Tasks to perform:
(1) In the forum thread below, rewrite the paragraph that begins "I only own one of their tools" as a short bulleted list that keeps its main facts.
(2) Answer these from the forum thread below:
(a) What do the Festool dealers near the first writer have set up in their stores?
(b) Where does BearLeeAlive have to go after catching up?
(c) What saw does bobj3 say most of the guys he knows use for plywood?
(3) Translate this sentence from the forum thread below into Spanish: "All of the Festool dealers near me have full demonstration areas set up where you can try, in the store, every tool in their line."

Supplied text:

•••••

Festool isn't only for professionals nor it is only for those with limited time or unlimited money. Sure they're expensive, no debating that, but use one, hold one in your hands and feel the quality and attention to detail and you'll see where the money goes.
I only own one of their tools, their least expensive finish sander along with one of their vacuums and I can tell you it is first class. The dust collection on all of their tools is amazing. Anyone that's ever used a circular saw knows what a mess they make. With the Festool you'd be hard pressed to find any sawdust after the cut.

Sure they're not for everyone but what line of tools are?
As for the "I can do the same thing with this or that...." well all I can say is try one. All of the Festool dealers near me have full demonstration areas set up where you can try, in the store, every tool in their line. You can cut, route and sand right there. How many tool companies offer that?


----------



## BearLeeAlive (Mar 22, 2010)

jw2170 said:


> To us hobby woodworkers, a circular saw and straight edge will do the job.


Yep, I have done that 100's and 100's of times. If you have a decent table saw, I would just slightly oversize the cut and trim nice and clean on the table saw.

Sorry it I cam across wrong, I was definitely not insinuating that everyone should have one, I was just responding to bj's post to explain how I justified the cost for myself.


----------



## BearLeeAlive (Mar 22, 2010)

allthunbs said:


> Pictures, plans, etc please?


I will take a couple snaps later, just doing a quick catch up now, then I have to head out to a customer meeting.


----------



## bobj3 (Jan 17, 2006)

Hi Guys

All I'm saying if you want to put out 600.oo for a saw why not get a table saw, you can get a nice one for that, most of the guys I know use a Skill worm gear power hand saw for plywood in the shop and on the job site, most nail the plywood in place and cut it off right in place or they set up some saw horses and cut the plywood to size..

•••••

Record extracts:
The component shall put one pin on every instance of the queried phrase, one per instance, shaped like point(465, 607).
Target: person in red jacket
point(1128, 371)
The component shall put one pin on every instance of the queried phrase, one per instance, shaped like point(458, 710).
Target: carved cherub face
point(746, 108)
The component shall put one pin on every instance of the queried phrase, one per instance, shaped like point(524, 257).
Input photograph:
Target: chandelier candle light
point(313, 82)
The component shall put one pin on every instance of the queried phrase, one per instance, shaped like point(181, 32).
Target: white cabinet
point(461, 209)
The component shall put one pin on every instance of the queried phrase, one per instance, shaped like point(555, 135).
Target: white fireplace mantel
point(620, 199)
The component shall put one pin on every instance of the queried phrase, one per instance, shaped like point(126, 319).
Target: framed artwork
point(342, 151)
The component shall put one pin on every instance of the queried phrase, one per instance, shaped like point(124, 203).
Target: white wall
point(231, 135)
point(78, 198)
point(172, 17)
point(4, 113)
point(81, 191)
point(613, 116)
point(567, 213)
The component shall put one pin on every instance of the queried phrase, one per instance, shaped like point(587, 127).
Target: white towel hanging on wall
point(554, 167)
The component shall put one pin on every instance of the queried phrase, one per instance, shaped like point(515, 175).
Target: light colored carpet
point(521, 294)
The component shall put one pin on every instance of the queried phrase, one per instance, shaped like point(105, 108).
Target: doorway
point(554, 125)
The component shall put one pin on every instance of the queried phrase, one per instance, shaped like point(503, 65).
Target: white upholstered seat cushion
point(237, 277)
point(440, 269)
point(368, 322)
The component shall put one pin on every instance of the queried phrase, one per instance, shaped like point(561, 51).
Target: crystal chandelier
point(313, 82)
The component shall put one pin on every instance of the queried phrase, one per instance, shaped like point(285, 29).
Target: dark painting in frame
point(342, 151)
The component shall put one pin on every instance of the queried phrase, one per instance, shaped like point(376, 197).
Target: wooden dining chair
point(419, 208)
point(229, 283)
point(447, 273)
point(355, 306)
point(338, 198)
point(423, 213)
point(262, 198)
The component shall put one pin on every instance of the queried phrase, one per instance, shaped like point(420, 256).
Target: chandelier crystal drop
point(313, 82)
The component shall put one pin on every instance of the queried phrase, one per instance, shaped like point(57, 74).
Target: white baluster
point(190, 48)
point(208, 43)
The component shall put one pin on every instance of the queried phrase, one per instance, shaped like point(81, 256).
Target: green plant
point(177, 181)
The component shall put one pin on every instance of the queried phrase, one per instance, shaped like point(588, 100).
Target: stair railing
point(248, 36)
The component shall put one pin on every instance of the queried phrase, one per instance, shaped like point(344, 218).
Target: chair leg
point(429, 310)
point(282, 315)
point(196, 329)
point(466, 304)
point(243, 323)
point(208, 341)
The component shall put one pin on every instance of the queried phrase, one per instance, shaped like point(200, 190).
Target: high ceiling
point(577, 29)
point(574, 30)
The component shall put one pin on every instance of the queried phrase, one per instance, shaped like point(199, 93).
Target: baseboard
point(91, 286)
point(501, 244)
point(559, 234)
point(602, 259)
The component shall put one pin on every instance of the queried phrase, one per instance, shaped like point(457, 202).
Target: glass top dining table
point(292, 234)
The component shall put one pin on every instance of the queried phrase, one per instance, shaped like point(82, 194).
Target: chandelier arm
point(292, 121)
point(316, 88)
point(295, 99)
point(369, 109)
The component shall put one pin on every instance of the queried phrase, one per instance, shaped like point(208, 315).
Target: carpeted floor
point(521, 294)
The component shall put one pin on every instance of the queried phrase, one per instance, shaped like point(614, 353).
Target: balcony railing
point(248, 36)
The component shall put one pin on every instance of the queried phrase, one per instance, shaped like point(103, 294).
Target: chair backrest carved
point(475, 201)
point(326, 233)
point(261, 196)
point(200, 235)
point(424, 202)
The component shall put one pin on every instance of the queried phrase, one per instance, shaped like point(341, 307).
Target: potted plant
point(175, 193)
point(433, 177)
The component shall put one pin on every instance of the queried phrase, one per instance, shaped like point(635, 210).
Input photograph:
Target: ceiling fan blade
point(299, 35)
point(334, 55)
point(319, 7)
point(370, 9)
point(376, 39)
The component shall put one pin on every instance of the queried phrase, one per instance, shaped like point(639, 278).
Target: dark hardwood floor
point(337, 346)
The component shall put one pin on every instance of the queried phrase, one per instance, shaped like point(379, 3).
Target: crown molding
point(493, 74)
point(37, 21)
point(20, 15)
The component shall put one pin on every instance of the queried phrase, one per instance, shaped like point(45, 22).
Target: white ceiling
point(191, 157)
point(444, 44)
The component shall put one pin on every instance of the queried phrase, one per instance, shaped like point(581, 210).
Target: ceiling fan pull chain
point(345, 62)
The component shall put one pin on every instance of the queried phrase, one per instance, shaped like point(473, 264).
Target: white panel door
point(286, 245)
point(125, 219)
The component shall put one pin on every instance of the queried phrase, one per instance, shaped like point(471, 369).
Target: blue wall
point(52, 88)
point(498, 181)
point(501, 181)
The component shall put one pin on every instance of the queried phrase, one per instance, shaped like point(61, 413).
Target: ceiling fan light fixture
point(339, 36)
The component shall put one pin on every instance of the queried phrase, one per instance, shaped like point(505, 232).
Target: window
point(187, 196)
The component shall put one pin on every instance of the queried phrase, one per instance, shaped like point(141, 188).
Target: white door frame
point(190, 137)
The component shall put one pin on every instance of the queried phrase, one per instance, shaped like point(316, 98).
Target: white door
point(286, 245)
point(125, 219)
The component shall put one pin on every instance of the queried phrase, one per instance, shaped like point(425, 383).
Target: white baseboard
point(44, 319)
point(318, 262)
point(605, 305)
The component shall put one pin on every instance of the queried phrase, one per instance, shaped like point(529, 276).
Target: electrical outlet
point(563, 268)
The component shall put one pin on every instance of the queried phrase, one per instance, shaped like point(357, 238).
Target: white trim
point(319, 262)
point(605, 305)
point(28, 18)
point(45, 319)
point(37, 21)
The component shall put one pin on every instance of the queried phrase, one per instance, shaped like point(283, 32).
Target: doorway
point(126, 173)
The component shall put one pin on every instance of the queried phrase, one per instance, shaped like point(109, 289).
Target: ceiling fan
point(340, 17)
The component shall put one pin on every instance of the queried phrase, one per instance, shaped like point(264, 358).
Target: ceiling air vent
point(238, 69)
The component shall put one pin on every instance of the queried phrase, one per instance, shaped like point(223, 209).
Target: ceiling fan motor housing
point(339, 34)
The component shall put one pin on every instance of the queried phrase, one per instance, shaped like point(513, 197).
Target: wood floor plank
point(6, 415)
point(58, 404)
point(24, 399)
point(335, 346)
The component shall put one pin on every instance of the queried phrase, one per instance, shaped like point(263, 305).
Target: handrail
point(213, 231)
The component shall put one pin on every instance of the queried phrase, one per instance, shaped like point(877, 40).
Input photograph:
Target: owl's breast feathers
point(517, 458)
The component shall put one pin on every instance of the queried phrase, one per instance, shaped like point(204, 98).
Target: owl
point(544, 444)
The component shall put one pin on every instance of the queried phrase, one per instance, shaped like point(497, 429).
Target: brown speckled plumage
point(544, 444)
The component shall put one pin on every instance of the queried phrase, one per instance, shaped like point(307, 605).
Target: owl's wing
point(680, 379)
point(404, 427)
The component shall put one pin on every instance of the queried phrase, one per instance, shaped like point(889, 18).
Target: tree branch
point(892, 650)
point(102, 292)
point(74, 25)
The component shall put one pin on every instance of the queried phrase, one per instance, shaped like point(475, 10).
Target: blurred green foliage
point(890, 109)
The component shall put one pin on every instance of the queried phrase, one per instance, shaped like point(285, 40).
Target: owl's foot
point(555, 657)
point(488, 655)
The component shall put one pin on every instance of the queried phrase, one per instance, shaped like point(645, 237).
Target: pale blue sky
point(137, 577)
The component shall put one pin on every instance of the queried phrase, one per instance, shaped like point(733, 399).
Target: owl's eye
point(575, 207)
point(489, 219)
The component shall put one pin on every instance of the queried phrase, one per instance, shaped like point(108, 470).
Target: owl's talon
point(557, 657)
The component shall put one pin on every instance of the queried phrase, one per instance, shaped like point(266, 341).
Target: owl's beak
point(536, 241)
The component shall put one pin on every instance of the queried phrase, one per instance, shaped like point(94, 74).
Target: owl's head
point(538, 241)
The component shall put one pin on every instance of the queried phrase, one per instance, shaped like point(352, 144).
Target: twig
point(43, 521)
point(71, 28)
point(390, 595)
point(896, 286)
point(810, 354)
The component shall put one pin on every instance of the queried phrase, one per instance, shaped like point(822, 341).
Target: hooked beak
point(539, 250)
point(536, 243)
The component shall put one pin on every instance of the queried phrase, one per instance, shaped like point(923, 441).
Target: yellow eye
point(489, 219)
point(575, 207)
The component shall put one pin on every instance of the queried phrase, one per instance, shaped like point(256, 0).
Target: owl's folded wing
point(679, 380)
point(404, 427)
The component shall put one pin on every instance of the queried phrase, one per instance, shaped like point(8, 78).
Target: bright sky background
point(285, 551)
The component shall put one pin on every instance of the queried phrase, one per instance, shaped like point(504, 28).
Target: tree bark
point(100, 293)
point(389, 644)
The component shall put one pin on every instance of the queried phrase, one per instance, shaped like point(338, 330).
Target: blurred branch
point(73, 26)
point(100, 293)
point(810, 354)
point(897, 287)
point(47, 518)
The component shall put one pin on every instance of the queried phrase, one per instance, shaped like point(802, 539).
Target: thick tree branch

•••••

Solution set:
(1)
- The writer owns only one Festool tool, the brand's cheapest finish sander, plus one of its vacuums, and calls it first class.
- Dust collection on all Festool tools is amazing.
- Circular saws usually make a big mess, but with the Festool you'd be hard pressed to find sawdust after the cut.

(2)
(a) Full demonstration areas where you can try every tool in the line, cutting, routing and sanding right there.
(b) To a customer meeting.
(c) A Skill worm gear power hand saw.

(3) Todos los distribuidores de Festool cerca de mí tienen áreas de demostración completas donde puedes probar, en la tienda, todas las herramientas de su línea.